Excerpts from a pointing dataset
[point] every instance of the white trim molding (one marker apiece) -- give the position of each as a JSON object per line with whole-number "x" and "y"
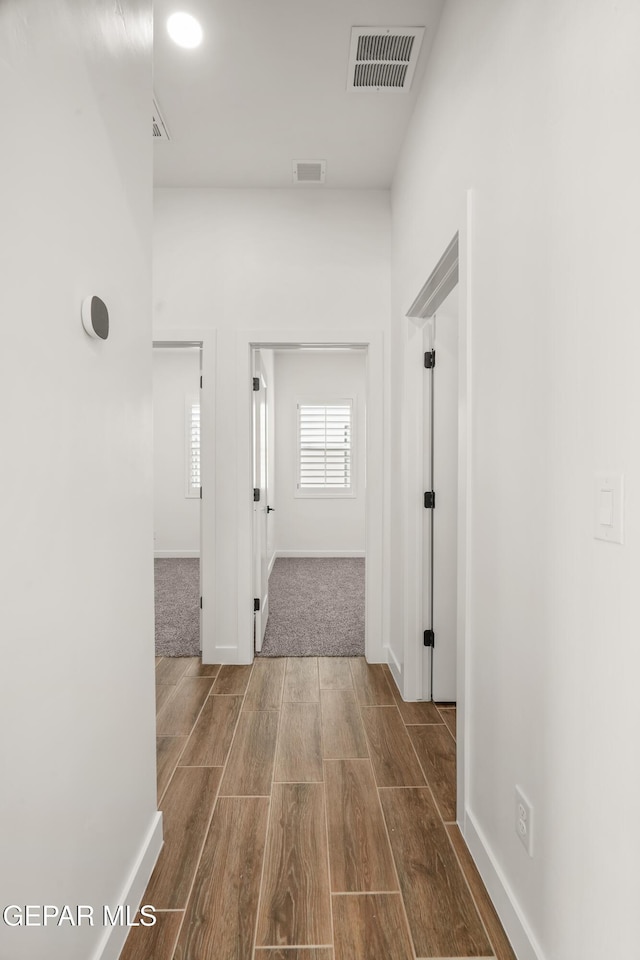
{"x": 511, "y": 916}
{"x": 112, "y": 942}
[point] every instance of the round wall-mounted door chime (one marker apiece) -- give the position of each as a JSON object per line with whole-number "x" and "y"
{"x": 95, "y": 317}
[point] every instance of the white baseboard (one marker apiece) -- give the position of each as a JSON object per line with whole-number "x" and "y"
{"x": 110, "y": 947}
{"x": 320, "y": 553}
{"x": 169, "y": 554}
{"x": 511, "y": 916}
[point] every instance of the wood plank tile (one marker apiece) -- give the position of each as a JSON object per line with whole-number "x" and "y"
{"x": 421, "y": 711}
{"x": 335, "y": 673}
{"x": 370, "y": 683}
{"x": 436, "y": 751}
{"x": 443, "y": 919}
{"x": 297, "y": 953}
{"x": 449, "y": 715}
{"x": 178, "y": 715}
{"x": 501, "y": 946}
{"x": 299, "y": 754}
{"x": 209, "y": 743}
{"x": 157, "y": 942}
{"x": 198, "y": 669}
{"x": 221, "y": 916}
{"x": 394, "y": 761}
{"x": 250, "y": 765}
{"x": 265, "y": 686}
{"x": 295, "y": 908}
{"x": 359, "y": 853}
{"x": 186, "y": 809}
{"x": 164, "y": 692}
{"x": 342, "y": 730}
{"x": 171, "y": 669}
{"x": 232, "y": 678}
{"x": 301, "y": 680}
{"x": 370, "y": 927}
{"x": 168, "y": 750}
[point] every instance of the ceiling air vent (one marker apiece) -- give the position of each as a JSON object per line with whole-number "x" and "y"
{"x": 160, "y": 129}
{"x": 309, "y": 171}
{"x": 383, "y": 58}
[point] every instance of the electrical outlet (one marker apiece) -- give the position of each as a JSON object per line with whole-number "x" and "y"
{"x": 524, "y": 821}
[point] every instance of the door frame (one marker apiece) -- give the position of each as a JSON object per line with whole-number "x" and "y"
{"x": 206, "y": 340}
{"x": 416, "y": 435}
{"x": 373, "y": 343}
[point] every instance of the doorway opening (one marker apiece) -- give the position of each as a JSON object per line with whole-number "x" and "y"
{"x": 309, "y": 450}
{"x": 177, "y": 498}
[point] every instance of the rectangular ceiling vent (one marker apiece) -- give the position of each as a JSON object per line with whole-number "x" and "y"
{"x": 309, "y": 171}
{"x": 160, "y": 129}
{"x": 383, "y": 58}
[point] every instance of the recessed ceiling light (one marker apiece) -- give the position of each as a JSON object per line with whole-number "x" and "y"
{"x": 184, "y": 30}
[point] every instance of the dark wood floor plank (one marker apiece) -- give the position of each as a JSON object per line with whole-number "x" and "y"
{"x": 232, "y": 679}
{"x": 265, "y": 686}
{"x": 168, "y": 750}
{"x": 335, "y": 673}
{"x": 172, "y": 669}
{"x": 501, "y": 946}
{"x": 342, "y": 730}
{"x": 156, "y": 942}
{"x": 449, "y": 715}
{"x": 370, "y": 927}
{"x": 178, "y": 715}
{"x": 442, "y": 916}
{"x": 186, "y": 809}
{"x": 299, "y": 754}
{"x": 359, "y": 853}
{"x": 301, "y": 680}
{"x": 249, "y": 769}
{"x": 370, "y": 683}
{"x": 208, "y": 745}
{"x": 436, "y": 751}
{"x": 297, "y": 953}
{"x": 295, "y": 908}
{"x": 394, "y": 761}
{"x": 198, "y": 669}
{"x": 220, "y": 919}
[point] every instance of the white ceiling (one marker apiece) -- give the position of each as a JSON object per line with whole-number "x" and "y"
{"x": 268, "y": 85}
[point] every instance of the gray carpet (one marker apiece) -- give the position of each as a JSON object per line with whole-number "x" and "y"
{"x": 316, "y": 608}
{"x": 177, "y": 603}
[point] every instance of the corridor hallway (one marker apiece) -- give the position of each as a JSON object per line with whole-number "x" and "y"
{"x": 306, "y": 806}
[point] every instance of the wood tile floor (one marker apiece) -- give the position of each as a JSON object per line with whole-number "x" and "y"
{"x": 308, "y": 815}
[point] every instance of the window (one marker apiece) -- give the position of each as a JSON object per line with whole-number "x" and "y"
{"x": 192, "y": 447}
{"x": 325, "y": 449}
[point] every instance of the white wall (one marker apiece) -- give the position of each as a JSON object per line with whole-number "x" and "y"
{"x": 78, "y": 797}
{"x": 262, "y": 260}
{"x": 176, "y": 517}
{"x": 528, "y": 104}
{"x": 325, "y": 526}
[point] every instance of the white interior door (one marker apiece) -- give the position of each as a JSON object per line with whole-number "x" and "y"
{"x": 261, "y": 572}
{"x": 441, "y": 476}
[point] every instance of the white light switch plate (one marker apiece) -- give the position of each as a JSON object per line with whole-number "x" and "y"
{"x": 608, "y": 507}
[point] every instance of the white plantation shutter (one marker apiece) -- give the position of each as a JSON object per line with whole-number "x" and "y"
{"x": 325, "y": 447}
{"x": 192, "y": 433}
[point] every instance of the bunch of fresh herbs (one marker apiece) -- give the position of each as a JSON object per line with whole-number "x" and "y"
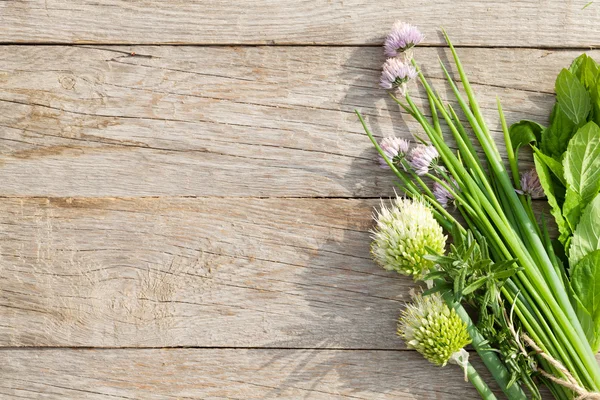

**Brief**
Pull out every line of the listing above that contains the word "wood", matching its case exactly.

**Exercise answer**
[point] every instance of the wood plank tile (one marker apiece) -- give the position of each as a JSON object per line with whole-number "x" and "y"
[point] every instance of the dark wood floor plank (one marker apiece) -- give the position of each as a JSON object per line with whole-number "x" and "y"
[point] every instance of the wood tile floor (one marker apiece) -- give the position of each as a JSON object per line with whole-number "x" and "y"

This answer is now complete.